= Excerpt to read =
================================

Chartist is a bi-monthly democratic socialist magazine which has been published in Britain since the 1970s. The magazine is based in London. Its name is inspired by the Chartists, a British democratic movement which existed from 1838–1857.

History and profile
The magazine's editorial policy is firmly aligned with the "democratic socialist left" within the Labour Party, supporting such causes as the Grassroots Alliance slate in Labour National Executive Committee elections and the Save The Labour Party initiative. Its readership and editorial board are not confined, however, to the Labour Party or any one of its factions. This is because it seeks to invite debate with the broader left including greens and various independence movements. It has offered support to Jeremy Corbyn as leader of the Labour party. Chartist defines its policy as being "to promote debate amongst people active in radical politics about the contemporary relevance of democratic socialism across the spectrum of politics, economics, science, philosophy, art, interpersonal relations – in short, the whole realm of social life".

================================

= Raw data =
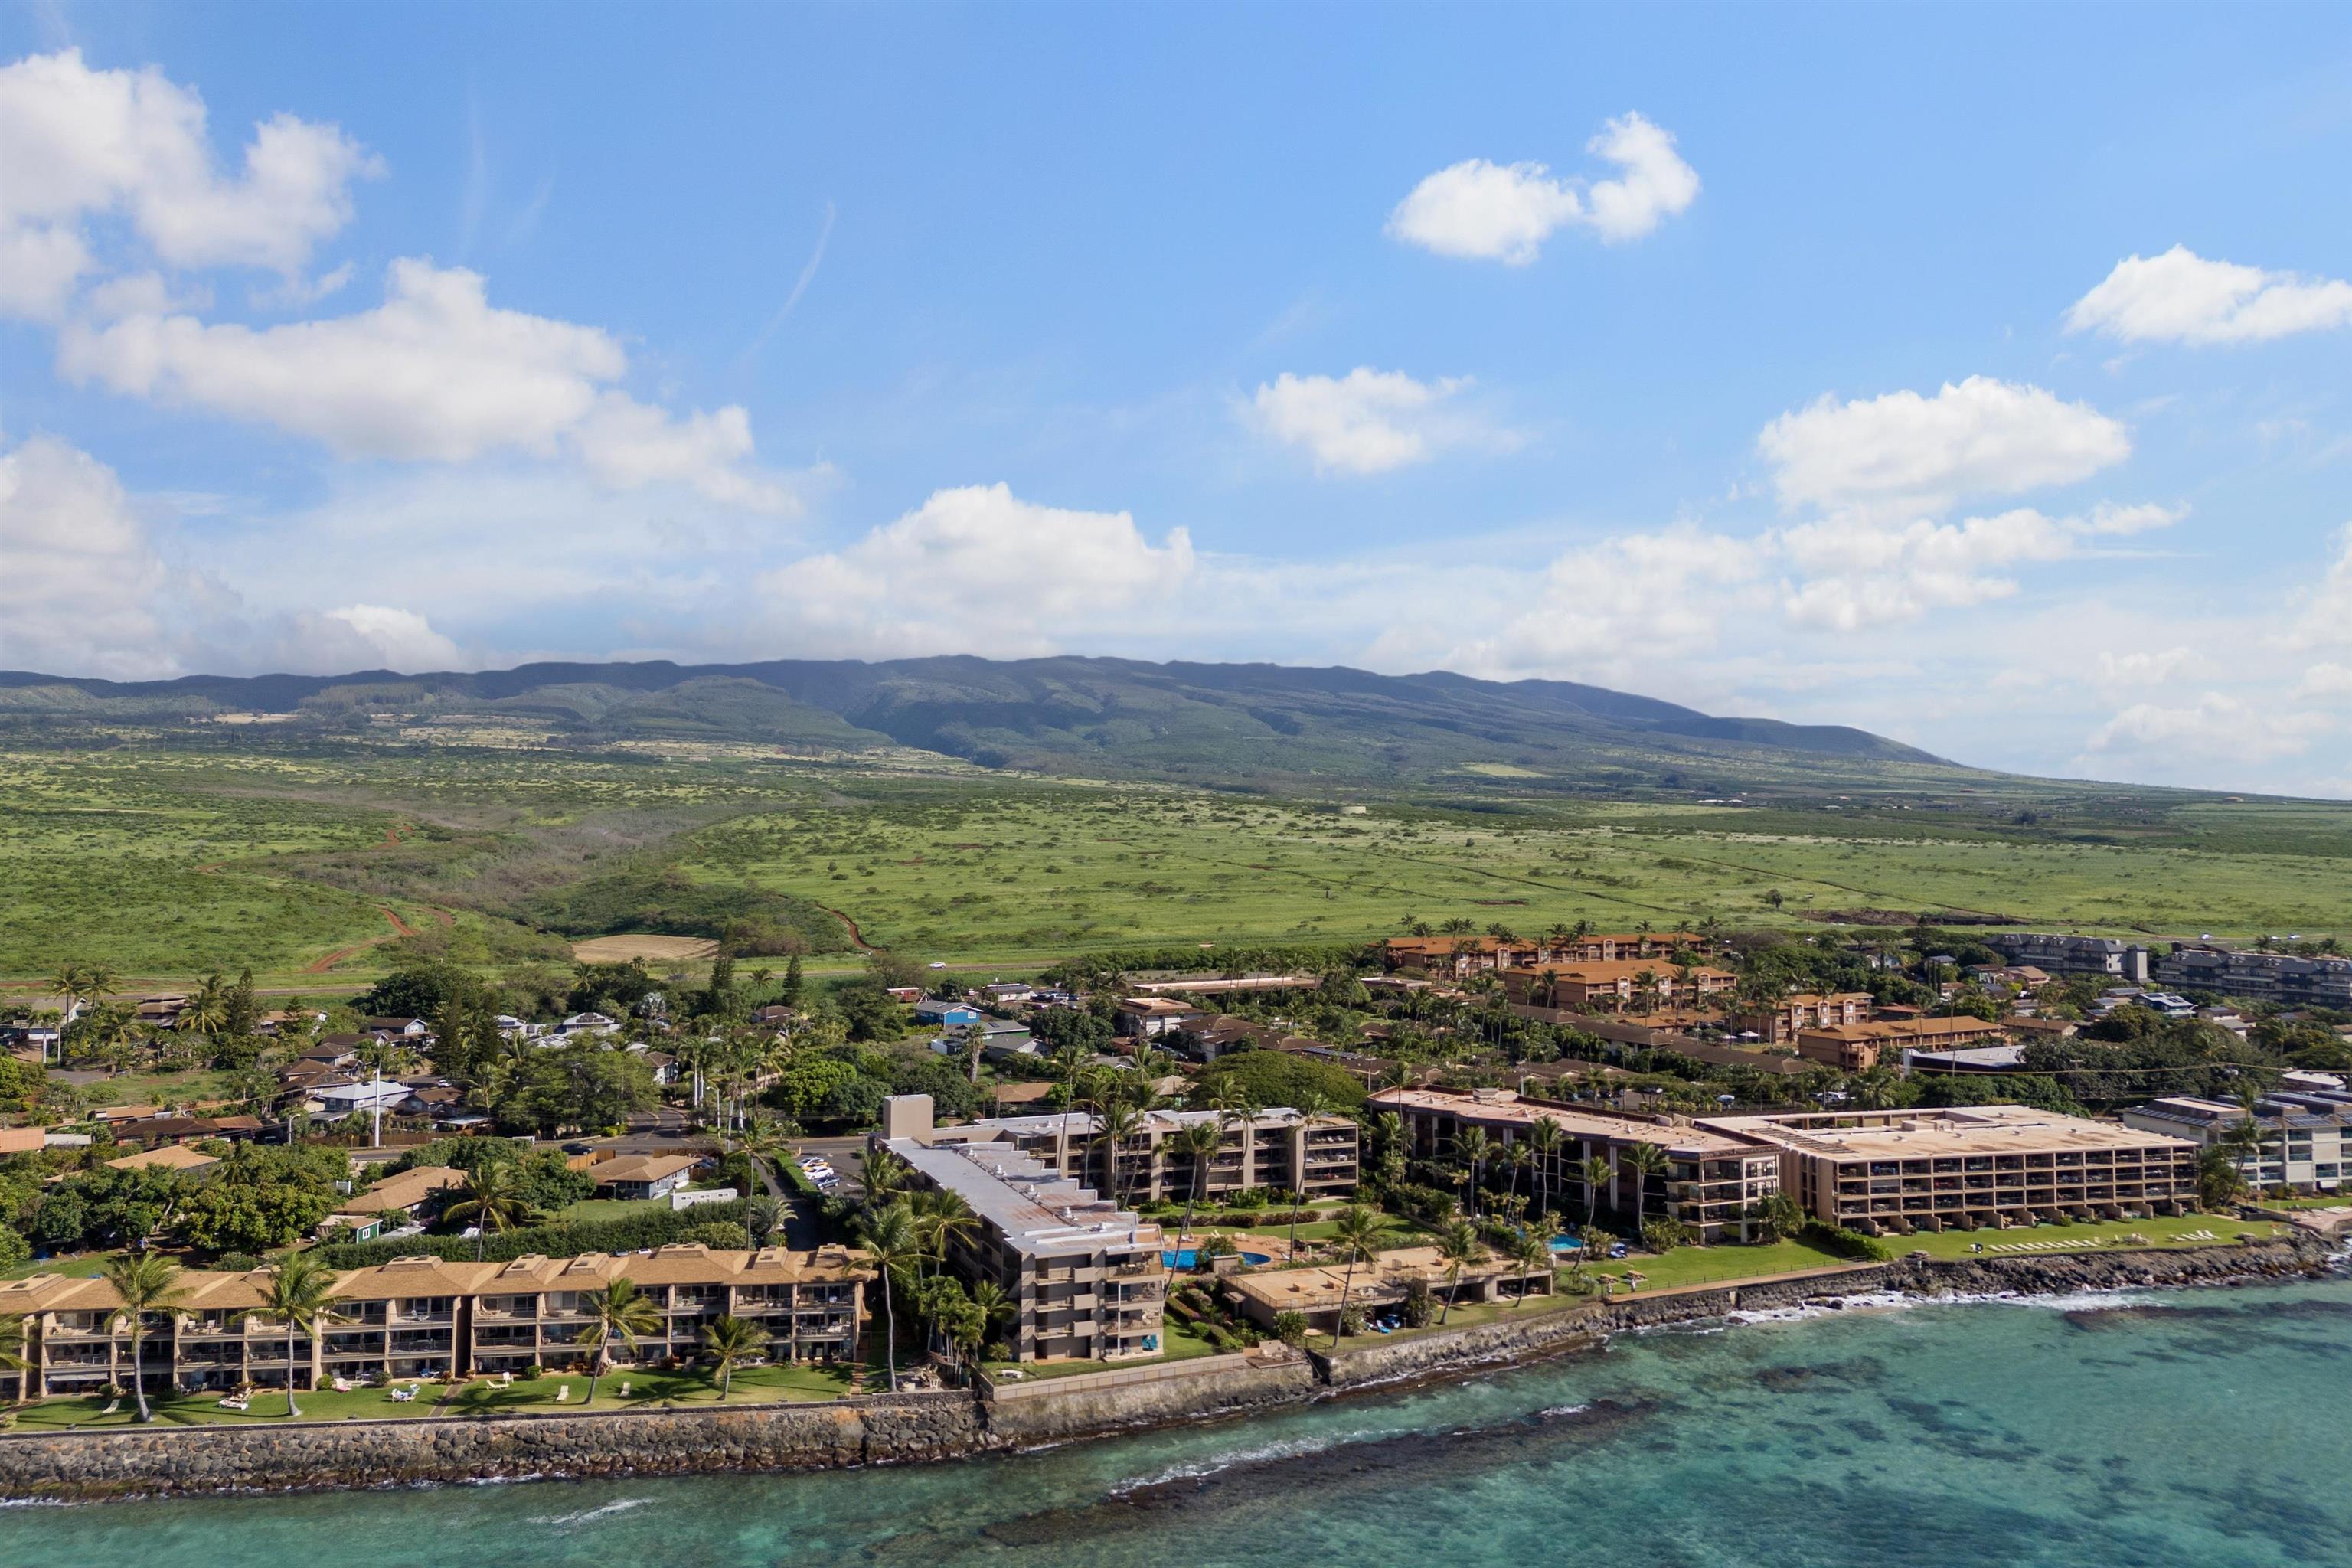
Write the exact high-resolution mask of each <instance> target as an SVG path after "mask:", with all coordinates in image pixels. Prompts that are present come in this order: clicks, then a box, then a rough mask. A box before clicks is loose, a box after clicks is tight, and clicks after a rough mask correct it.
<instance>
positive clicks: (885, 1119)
mask: <svg viewBox="0 0 2352 1568" xmlns="http://www.w3.org/2000/svg"><path fill="white" fill-rule="evenodd" d="M971 1131H974V1128H960V1126H955V1128H938V1126H931V1095H894V1098H889V1100H884V1103H882V1131H880V1133H877V1135H875V1138H873V1143H870V1147H875V1150H889V1152H891V1154H896V1157H898V1159H903V1161H906V1164H908V1168H910V1171H913V1173H915V1182H920V1185H922V1187H929V1190H934V1192H953V1194H955V1197H960V1199H962V1201H964V1206H967V1208H969V1211H971V1215H974V1220H978V1222H976V1225H974V1227H971V1232H969V1234H960V1237H955V1239H953V1241H950V1248H948V1267H950V1269H955V1274H957V1276H962V1279H964V1281H967V1284H978V1281H983V1279H985V1281H993V1284H995V1286H997V1288H1000V1291H1004V1298H1007V1300H1009V1302H1011V1307H1014V1319H1011V1324H1009V1326H1007V1328H1004V1340H1007V1342H1009V1345H1011V1352H1014V1359H1016V1361H1070V1359H1080V1361H1124V1359H1138V1356H1157V1354H1160V1349H1162V1312H1164V1302H1167V1262H1164V1258H1162V1248H1164V1246H1167V1237H1164V1234H1162V1229H1160V1227H1157V1225H1152V1222H1148V1220H1143V1218H1141V1215H1136V1213H1131V1211H1124V1208H1120V1206H1117V1204H1112V1201H1110V1199H1103V1197H1098V1194H1096V1192H1094V1190H1091V1187H1087V1185H1082V1182H1077V1180H1073V1178H1068V1175H1061V1173H1058V1171H1056V1168H1054V1166H1051V1164H1047V1161H1042V1159H1035V1157H1030V1154H1028V1152H1023V1147H1021V1145H1018V1143H1014V1140H1009V1138H995V1135H978V1138H964V1133H971Z"/></svg>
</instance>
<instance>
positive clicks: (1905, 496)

================================

= What you need to do =
In the passage on Chartist magazine, between which years did the Chartist movement exist?

= Your response =
From 1838 to 1857.